> [Direction] Copy out the data below, replacing every "keypoint" with "marker" and leaving everything else unchanged.

> [Data shown]
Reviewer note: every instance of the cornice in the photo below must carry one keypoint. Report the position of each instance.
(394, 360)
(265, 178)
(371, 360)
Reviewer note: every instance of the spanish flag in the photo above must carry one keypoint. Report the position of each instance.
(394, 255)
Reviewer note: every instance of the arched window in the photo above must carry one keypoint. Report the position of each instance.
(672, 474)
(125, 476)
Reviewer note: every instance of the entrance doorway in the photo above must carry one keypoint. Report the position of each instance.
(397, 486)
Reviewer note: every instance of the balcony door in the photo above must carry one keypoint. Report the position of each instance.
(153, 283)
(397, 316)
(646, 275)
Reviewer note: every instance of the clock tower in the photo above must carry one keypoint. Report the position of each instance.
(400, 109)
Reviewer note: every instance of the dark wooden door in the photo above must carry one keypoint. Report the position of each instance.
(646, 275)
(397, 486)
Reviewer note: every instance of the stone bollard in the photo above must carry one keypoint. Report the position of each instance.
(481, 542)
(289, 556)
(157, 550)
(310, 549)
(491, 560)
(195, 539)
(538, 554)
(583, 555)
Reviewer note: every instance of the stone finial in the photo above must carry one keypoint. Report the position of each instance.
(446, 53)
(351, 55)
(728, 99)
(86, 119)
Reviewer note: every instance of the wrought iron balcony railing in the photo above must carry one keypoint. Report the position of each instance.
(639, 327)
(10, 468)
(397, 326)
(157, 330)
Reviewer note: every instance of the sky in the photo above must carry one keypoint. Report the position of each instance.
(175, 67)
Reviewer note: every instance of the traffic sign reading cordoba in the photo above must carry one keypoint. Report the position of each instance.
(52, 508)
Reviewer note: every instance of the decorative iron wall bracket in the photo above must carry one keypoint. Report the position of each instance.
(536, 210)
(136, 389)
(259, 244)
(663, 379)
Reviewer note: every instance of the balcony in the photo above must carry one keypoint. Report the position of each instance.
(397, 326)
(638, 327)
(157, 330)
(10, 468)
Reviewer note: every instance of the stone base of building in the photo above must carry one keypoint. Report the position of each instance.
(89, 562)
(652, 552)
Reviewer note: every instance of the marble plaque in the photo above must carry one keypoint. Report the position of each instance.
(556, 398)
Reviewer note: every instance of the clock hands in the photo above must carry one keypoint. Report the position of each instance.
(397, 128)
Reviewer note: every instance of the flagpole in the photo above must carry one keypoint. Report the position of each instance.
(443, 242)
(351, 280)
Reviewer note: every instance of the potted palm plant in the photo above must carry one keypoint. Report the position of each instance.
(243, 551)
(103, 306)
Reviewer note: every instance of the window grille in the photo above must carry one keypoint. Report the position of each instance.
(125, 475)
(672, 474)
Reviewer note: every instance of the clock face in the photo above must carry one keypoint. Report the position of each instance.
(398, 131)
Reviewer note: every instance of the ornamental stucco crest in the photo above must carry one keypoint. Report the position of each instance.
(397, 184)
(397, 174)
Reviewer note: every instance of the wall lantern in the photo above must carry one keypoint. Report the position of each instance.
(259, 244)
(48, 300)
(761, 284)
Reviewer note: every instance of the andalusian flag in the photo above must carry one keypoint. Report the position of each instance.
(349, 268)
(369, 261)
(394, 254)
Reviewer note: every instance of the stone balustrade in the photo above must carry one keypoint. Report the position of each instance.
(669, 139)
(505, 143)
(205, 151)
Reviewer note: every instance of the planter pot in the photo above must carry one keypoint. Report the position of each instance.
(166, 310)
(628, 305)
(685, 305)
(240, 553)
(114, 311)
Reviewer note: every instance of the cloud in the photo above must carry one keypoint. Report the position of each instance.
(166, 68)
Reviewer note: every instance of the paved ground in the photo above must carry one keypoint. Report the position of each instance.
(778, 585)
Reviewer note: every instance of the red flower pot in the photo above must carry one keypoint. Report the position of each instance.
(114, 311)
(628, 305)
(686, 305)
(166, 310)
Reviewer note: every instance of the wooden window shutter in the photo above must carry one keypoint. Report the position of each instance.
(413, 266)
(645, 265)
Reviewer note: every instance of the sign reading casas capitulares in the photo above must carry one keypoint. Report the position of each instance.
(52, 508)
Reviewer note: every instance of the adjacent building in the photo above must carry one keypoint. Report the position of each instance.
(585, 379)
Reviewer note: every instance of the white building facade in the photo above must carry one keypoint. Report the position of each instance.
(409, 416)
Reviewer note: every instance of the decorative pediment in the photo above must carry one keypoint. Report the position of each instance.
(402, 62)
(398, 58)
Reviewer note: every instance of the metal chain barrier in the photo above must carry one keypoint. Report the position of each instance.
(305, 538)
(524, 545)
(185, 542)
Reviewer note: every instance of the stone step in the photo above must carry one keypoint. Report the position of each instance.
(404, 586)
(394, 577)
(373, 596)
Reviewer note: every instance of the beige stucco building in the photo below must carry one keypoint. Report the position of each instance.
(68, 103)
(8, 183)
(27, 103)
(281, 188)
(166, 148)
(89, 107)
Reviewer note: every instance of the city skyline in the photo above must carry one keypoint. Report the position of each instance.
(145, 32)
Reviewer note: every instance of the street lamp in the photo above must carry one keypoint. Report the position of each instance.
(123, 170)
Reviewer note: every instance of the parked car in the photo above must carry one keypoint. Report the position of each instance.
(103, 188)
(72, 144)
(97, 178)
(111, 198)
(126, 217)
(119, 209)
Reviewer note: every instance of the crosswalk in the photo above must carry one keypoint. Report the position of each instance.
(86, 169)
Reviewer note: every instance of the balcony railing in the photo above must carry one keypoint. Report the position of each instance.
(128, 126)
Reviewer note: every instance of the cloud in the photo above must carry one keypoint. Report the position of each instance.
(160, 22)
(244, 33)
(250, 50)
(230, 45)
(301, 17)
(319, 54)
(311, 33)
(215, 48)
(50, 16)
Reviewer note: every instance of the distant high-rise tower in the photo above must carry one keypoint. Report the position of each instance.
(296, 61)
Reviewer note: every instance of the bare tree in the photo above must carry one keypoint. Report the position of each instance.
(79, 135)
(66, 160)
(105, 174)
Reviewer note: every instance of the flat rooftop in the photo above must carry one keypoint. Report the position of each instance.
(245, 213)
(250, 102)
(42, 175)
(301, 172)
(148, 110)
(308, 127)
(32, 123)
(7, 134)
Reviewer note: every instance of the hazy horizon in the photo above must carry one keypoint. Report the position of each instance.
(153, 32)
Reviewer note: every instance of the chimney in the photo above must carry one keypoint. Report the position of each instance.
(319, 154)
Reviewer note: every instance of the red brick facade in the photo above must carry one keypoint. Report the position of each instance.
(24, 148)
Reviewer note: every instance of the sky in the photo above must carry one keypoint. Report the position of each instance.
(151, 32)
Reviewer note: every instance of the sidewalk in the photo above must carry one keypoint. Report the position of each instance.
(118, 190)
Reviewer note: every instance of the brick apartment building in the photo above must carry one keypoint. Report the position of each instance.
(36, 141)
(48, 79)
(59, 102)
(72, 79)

> [Finished answer]
Reviewer note: every instance of the cornice in the photo below must carry one marker. Report the position of each instance.
(394, 360)
(265, 178)
(371, 360)
Reviewer note: every instance of the spanish flag in the photo above must carry one marker. Report the position of each instance.
(394, 255)
Reviewer note: every instance of the arched window in the photo above must carry one marker. Report the position of each instance.
(672, 474)
(125, 476)
Reviewer note: every instance of the entrance doorway in the photo above must carry one marker. Report the position of each instance.
(397, 486)
Reviewer note: every instance of the balcony door in the photo above must carry one marker. Report the position of each instance.
(153, 283)
(397, 316)
(646, 275)
Reviewer note: every instance of the clock tower in the photo above must carry one marker. Report the position of each instance.
(400, 109)
Reviewer note: every instance of the dark wooden door in the photo above must carry one marker. Report the position of each instance.
(646, 275)
(397, 486)
Reviewer note: every instance of the stone bollard in the photo above must carry one marker. Report the position of each instance.
(481, 542)
(289, 556)
(157, 550)
(310, 549)
(491, 560)
(195, 539)
(538, 554)
(583, 555)
Reviewer note: every instance of the stone finial in the photo above must carry one marker. Report the position of each instance.
(446, 53)
(351, 55)
(728, 99)
(86, 119)
Reviewer note: every instance of the wrought iron balcony railing in the photo above must carry one marker. Report the position of each instance.
(639, 327)
(10, 468)
(397, 326)
(157, 330)
Reviewer note: every instance of the sky in the photo above must carry one marker. Report the position of each instance.
(175, 67)
Reviewer note: every instance of the traffic sign reading cordoba in the photo above must carry one marker. Report the position of each instance.
(52, 508)
Reviewer note: every instance of the decorative iron wall bracket in the photo above must carry one marker. Report the position of each instance.
(536, 210)
(136, 389)
(259, 244)
(663, 379)
Reviewer note: every instance of the balcony in the photo above must carry one marker. Report the position of each instance.
(397, 326)
(638, 327)
(157, 330)
(10, 468)
Reviewer note: every instance of the stone base of building in the photo above must carry one marker. Report the position of each instance.
(89, 562)
(652, 552)
Reviewer note: every instance of the marble plaque in the photo above must carry one marker. Report the position of each instance.
(556, 398)
Reviewer note: every instance of the clock hands in the photo above must carry one marker. Report the position of each instance.
(397, 128)
Reviewer note: every instance of the flagpole in the photo above must carry one marker. Report the position of each instance.
(443, 242)
(351, 280)
Reviewer note: every instance of the potted palm plant in the photo above must carry one marker. Report the position of each instance.
(243, 551)
(103, 306)
Reviewer note: every instance of the window grille in the photo above must carry one marker. Report the position of each instance.
(125, 475)
(672, 474)
Reviewer note: every instance of the clock face in the photo above must carry one marker. Report the position of each instance.
(398, 131)
Reviewer note: every instance of the ornamental stucco crest in the photo above must carry one marker. Report the position of each instance.
(397, 184)
(397, 174)
Reviewer note: every instance of the wall lantern in the photo above must carry one marker. Report the position of each instance.
(259, 244)
(48, 300)
(761, 284)
Reviewer note: every instance of the andalusian flag in the photo above must carry one marker. Report the position of each instance.
(349, 268)
(369, 261)
(394, 254)
Reviewer note: every instance of the stone balustrade in the photo above must carry one marker. Report the position of each instance.
(669, 139)
(505, 143)
(205, 151)
Reviewer note: every instance of the planter pot in the photo above must carry one marker. Report the position of each instance.
(166, 310)
(628, 305)
(685, 305)
(240, 553)
(114, 311)
Reviewer note: every instance of the cloud in the photo above must carry one marker. Report the position of each instance.
(166, 68)
Reviewer note: every instance of the paved ground in the photo above must carry one marker. Report the position of each instance.
(778, 585)
Reviewer note: every instance of the red flower pot in the photo above must carry one marker. Report the position of each instance.
(114, 311)
(628, 305)
(686, 305)
(166, 310)
Reviewer note: every instance of the wooden window shutter in the photo above must carry one marker. Report the position of each instance.
(413, 266)
(645, 265)
Reviewer note: every instance of the sign reading casas capitulares in the photo above must carry one marker. Report the position of each instance.
(52, 508)
Reviewer note: every instance of the adjacent building in the photo above must carry one marker. Report the position of each instance.
(585, 379)
Reviewer note: every instance of the white building facade in the photo above must carry one marker. Report the position of each instance.
(409, 416)
Reviewer note: every instance of the decorative pediment in the photo above must carry one marker. Report the position of each instance.
(402, 62)
(398, 58)
Reviewer note: every instance of the metal chain barrier in the photo above must carry one marker. Report the position of each instance.
(305, 538)
(524, 545)
(185, 542)
Reviewer note: every instance of the stone step in the photo above must carry one marker. Report the position of each instance.
(404, 586)
(394, 577)
(373, 596)
Reviewer note: every instance of the beige stucco building in the photo below must carry one marker. Report the position of each instance.
(68, 103)
(8, 183)
(27, 103)
(281, 188)
(166, 148)
(89, 107)
Reviewer note: every instance of the city skyline in the photo above must carry one marker. Report the position of each instance.
(145, 32)
Reviewer note: every instance of the street lamp in the photo above must carry one marker. Report the position of each instance.
(123, 170)
Reviewer note: every instance of the parked car in the photo above must carry one marker. Report the position of each instance.
(103, 188)
(72, 144)
(97, 178)
(111, 198)
(126, 217)
(119, 209)
Reviewer note: every instance of the crosswalk in the photo above must carry one marker. Report the position of each instance.
(86, 169)
Reviewer note: every instance of the balcony railing in the photo above must carry one marker. Report the position of each instance.
(128, 126)
Reviewer note: every instance of the cloud in the photo above must carry one marker. Report the position of each instance.
(160, 22)
(244, 33)
(250, 50)
(230, 45)
(301, 17)
(319, 54)
(311, 33)
(215, 48)
(50, 16)
Reviewer note: every instance of the distant high-rise tower in the photo above must carry one marker. Report the position of each instance.
(296, 61)
Reviewer note: every instance of the bare tree in the photo above must carry one marker. Report the position of each instance.
(79, 135)
(66, 160)
(105, 174)
Reviewer note: every instance of the flat rooftop in the photo above must carry one marker. Report the position of each instance.
(245, 213)
(250, 102)
(42, 175)
(301, 172)
(148, 110)
(308, 127)
(32, 123)
(7, 134)
Reviewer note: every instance of the hazy horizon in the photo above must carry one marker. Report the position of each instance.
(153, 32)
Reviewer note: every instance of the chimney in the photo above must carry one marker. Report the position of each instance.
(319, 154)
Reviewer note: every instance of the red brick facade in the photo above must carry one marker. Report the position of each instance.
(24, 148)
Reviewer note: every instance of the sky in the photo above must carry one marker. Report the position of each instance.
(151, 32)
Reviewer note: every instance of the sidewalk in the photo above must carry one marker. Report the position of each instance.
(118, 190)
Reviewer note: every instance of the brick apartment building in the photo above must carry one marker. Report the position of each instance.
(36, 141)
(48, 79)
(59, 102)
(72, 79)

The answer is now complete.